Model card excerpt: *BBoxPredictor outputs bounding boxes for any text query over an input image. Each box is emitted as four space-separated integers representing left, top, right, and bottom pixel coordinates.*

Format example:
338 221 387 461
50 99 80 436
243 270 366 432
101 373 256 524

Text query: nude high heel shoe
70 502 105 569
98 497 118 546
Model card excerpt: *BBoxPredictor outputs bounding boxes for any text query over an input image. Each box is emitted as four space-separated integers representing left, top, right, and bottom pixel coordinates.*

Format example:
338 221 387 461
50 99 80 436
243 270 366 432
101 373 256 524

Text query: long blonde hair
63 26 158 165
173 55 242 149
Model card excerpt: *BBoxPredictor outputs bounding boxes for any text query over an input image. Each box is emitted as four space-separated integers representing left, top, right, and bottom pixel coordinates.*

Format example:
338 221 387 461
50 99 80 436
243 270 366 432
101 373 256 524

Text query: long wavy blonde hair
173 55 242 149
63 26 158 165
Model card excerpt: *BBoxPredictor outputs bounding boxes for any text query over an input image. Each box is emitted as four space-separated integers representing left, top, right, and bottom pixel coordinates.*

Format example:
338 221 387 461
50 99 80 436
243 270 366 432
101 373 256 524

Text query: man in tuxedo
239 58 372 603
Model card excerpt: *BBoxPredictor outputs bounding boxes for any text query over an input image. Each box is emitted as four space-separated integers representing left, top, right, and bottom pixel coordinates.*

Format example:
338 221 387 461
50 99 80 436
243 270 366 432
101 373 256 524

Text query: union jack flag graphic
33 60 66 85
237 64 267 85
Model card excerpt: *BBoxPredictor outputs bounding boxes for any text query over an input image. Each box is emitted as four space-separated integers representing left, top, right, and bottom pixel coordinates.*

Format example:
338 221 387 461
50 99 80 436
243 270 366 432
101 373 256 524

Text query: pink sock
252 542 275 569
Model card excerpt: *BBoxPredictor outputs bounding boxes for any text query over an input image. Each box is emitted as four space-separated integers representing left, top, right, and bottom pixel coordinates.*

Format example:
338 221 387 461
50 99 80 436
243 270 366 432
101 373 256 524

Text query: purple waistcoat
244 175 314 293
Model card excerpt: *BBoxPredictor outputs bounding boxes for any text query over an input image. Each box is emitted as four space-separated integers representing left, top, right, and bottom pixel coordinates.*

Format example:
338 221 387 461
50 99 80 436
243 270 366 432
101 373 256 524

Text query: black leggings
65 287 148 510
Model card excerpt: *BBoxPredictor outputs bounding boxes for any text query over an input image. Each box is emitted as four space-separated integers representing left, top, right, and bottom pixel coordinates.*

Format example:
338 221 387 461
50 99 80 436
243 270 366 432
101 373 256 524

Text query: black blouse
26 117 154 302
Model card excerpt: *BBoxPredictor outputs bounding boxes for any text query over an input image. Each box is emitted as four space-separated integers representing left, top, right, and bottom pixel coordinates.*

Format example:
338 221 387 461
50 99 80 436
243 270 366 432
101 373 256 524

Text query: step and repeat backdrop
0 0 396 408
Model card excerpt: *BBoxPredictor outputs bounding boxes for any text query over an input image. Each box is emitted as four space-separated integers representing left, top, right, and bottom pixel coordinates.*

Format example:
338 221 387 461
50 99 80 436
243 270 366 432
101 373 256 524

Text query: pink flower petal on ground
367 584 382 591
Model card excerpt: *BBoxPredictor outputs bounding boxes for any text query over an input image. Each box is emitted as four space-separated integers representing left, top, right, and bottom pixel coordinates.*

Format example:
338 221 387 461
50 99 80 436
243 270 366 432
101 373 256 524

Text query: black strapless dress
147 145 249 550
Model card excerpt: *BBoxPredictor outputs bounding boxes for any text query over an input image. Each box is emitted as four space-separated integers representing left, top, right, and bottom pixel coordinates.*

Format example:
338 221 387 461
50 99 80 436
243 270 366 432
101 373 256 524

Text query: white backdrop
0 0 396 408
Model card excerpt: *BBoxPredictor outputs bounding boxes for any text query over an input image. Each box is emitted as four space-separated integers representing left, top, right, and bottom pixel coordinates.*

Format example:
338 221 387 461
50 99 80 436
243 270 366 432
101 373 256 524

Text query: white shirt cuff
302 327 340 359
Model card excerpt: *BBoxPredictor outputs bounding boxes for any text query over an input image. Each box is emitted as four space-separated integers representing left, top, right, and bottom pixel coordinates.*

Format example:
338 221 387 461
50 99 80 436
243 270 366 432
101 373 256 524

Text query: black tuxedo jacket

### Problem requirements
Reproduce the listing above with every "BBoxPredictor" switched to "BoxLocator", leaving everything else as it is.

### Finished answer
Model card excerpt: *BoxLocator outputs bounding boxes for any text query over an input image. Each box is emitted as four space-separated integers representing left, top, right, and bottom pixel coordinates.*

Format example:
338 221 387 461
50 99 80 436
243 270 366 432
101 373 256 524

Text query: nude high heel shoe
70 502 105 569
98 497 118 546
Model card excerpt: *BoxLocator outputs bounding boxes for any text query over an input image. Each box is emitted as four space-separated integers representing left, top, right, and bottom pixel coordinates.*

Format example:
338 221 387 461
50 99 80 436
243 270 366 432
101 373 256 524

Text query: long blonde hair
63 26 158 165
173 55 242 149
Model card excerpt: *BoxLocator outputs bounding boxes for any text query over an input image. Each box is emitted as four space-separated integers representing left, top, right, and bottom pixel coordinates.*

Format example:
338 221 387 461
50 99 80 436
243 270 366 432
101 373 256 524

Text query: long wavy blonde hair
173 55 242 149
63 26 158 165
Model card excerpt: *BoxLocator outputs bounding boxes for any text query over an input image. Each box is emitted as four space-separated integers representing left, top, right, and bottom pixel coordinates.*

Format example:
338 221 387 461
50 99 80 436
243 270 366 432
101 373 256 524

Text query: man in tuxedo
239 58 372 603
Model card excerpt: *BoxLocator outputs bounding boxes for any text query over an input image. Each box is emitted as four space-separated integers representing left, top, right, and bottom pixel coordinates.*

Format example:
338 221 387 461
50 99 80 436
243 270 366 432
101 373 256 524

Text query: union jack flag graphic
33 60 66 85
237 64 267 85
Model card excerpt: *BoxLocator outputs bounding boxes for any text query over an input image. Each box is emitted as four space-separated integers representing left, top, right, and bottom pixel coordinates.*

Format example:
338 221 387 461
50 99 80 436
243 270 366 432
101 373 256 524

Text query: pink sock
252 542 275 569
Model card excerpt: *BoxLocator outputs bounding boxes for any text query over an input image. Each box is emitted as four space-separated integers representing left, top, right, and bottom pixel coordinates.*

Format example:
338 221 387 461
50 99 80 436
243 270 366 432
101 373 256 524

Text query: purple waistcoat
244 175 314 293
Model card excerpt: *BoxLocator outputs bounding boxes for any text query over an input image. Each box is emitted as four space-separated integers representing left, top, right, and bottom pixel coordinates.*

Format example:
338 221 387 461
50 99 80 436
243 270 366 432
101 373 256 524

Text query: black leggings
65 287 148 510
Model card excerpt: *BoxLocator outputs bounding boxes for any text query over an input image. Each box is emitted as four space-separated integers representing left, top, right, and bottom pixel coordinates.*

Format example:
338 221 387 461
50 99 80 436
243 270 366 432
101 373 256 524

Text query: black blouse
26 117 154 302
Model card excerpt: *BoxLocator outputs bounding boxes for any text query over an input image. Each box is emitted as four space-separated integers representing left, top, right, and bottom pixel coordinates.*

Format example:
338 221 387 461
50 99 80 436
243 270 366 432
101 373 256 524

Text query: step and repeat backdrop
0 0 396 408
Model card excerpt: *BoxLocator outputs bounding boxes for any text query over an input image. Each box is emitted as four space-separated integers representing left, top, right, and bottom pixel coordinates.*

Format example:
338 221 387 461
50 99 80 436
243 270 366 432
101 373 256 524

Text query: pink flower petal on ground
367 584 382 591
Model card excerpt: *BoxLocator outputs bounding boxes for any text query over an input image. Each box is emitted as four space-separated integers representing left, top, right, and bottom pixel coordinates.*

Format example:
338 221 387 461
50 99 80 436
243 270 366 432
101 373 256 524

Text query: black strapless dress
147 145 249 550
Model card excerpt: *BoxLocator outputs bounding boxes for any text query over an input image. Each box is emitted as four space-separated integers representing left, top, right, and bottom pixel coordinates.*

Format example:
338 221 387 461
50 99 80 436
243 270 366 432
101 373 256 524

Text query: white backdrop
0 0 396 408
Model card excerpt: *BoxLocator outputs bounding boxes for any text query over an input image. Each box is emitted as four space-separated integers representing left, top, right, and bottom pixel coordinates.*

Format example:
338 221 387 461
50 99 80 436
243 270 366 432
101 373 256 524

Text query: white shirt cuff
302 327 340 359
Model card excerpt: *BoxLocator outputs bounding boxes for any text query over an input image. Each box is emitted as four space-separated integers representing left, top, right, and bottom pixel coordinates.*

Format example:
338 221 387 461
50 99 80 436
243 270 366 432
101 373 256 524

Text query: black tuxedo jacket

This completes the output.